TASK ::
Pick each line containing the word "query" out of the data below.

(Referring expression pointing data)
──────────────────────────────

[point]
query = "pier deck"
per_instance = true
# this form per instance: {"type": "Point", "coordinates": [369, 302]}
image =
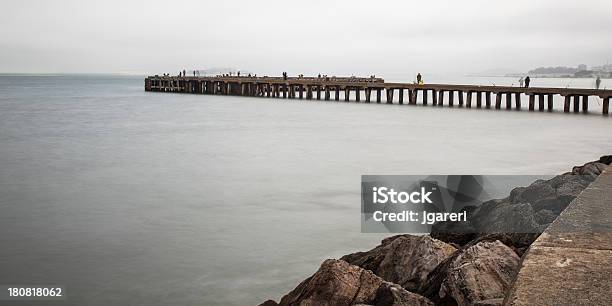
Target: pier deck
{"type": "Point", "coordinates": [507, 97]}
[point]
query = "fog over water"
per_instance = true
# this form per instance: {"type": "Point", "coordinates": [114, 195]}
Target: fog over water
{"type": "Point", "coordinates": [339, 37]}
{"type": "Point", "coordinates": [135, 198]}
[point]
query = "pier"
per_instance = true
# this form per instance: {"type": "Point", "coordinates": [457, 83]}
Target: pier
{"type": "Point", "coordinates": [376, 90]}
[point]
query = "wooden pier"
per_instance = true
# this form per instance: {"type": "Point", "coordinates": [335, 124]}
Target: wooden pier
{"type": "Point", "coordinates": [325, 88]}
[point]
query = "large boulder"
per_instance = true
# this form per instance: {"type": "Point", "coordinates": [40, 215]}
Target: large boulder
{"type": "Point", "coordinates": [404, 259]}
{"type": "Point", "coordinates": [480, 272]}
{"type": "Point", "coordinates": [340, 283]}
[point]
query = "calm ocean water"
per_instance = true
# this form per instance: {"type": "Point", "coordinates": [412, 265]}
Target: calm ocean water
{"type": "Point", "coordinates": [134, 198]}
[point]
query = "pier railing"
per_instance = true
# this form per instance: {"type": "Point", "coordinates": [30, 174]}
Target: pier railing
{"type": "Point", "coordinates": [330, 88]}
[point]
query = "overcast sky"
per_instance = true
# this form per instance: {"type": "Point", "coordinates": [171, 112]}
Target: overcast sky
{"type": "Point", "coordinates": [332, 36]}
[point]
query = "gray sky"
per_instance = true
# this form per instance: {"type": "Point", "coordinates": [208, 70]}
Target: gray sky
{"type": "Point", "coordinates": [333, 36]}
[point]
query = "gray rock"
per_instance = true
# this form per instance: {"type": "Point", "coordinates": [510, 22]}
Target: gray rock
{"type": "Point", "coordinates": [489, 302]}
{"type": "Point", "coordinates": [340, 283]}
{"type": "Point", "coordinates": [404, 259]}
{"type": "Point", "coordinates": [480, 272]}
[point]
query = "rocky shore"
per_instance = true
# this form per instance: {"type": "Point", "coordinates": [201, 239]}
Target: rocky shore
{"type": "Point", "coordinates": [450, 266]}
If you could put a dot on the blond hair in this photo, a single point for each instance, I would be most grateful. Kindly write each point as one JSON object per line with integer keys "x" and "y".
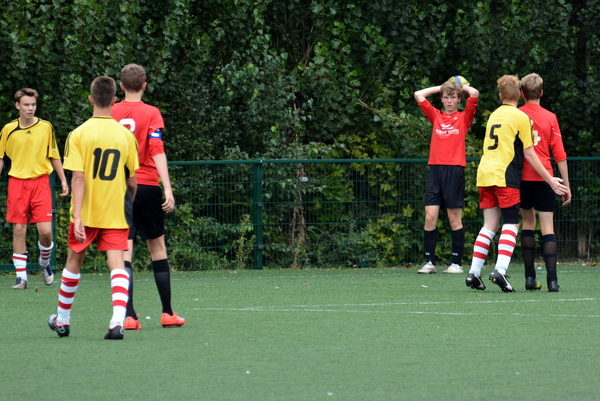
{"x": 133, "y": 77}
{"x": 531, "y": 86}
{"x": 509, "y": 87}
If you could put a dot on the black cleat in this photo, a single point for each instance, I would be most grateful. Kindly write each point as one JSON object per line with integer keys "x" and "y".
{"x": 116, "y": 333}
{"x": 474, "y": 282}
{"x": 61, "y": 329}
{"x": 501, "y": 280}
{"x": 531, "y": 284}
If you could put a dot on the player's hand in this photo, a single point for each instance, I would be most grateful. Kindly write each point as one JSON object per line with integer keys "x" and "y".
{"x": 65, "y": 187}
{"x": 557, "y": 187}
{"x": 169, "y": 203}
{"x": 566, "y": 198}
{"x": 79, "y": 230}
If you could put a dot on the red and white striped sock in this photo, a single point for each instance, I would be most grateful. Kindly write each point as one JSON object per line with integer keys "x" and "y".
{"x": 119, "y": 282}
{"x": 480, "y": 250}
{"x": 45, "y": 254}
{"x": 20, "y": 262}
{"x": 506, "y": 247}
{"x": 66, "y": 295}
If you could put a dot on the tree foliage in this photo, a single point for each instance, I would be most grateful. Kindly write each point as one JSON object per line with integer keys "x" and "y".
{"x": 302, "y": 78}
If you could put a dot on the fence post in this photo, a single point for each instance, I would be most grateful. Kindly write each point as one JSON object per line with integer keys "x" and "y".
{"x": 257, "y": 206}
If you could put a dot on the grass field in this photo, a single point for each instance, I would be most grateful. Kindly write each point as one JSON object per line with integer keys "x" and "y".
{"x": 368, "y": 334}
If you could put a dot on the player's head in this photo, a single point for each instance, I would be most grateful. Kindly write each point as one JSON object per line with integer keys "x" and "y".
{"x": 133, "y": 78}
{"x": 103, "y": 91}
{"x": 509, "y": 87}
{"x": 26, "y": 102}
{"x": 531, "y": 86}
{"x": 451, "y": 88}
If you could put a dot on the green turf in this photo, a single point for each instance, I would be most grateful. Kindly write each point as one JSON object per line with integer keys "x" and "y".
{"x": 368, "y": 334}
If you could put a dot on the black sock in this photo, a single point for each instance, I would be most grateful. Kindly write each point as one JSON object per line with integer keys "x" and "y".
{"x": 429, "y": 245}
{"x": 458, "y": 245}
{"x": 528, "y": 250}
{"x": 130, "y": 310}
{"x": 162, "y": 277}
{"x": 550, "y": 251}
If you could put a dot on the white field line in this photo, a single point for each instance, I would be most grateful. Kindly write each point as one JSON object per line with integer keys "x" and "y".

──────────────────────────────

OUTPUT OF THE EXERCISE ::
query = "pier deck"
query = "fog over water"
query = "pier"
query = "wooden pier"
query = "large boulder"
query = "calm ocean water"
query = "pier railing"
query = "overcast sky"
query = "gray sky"
query = "gray rock"
query = "rocky shore"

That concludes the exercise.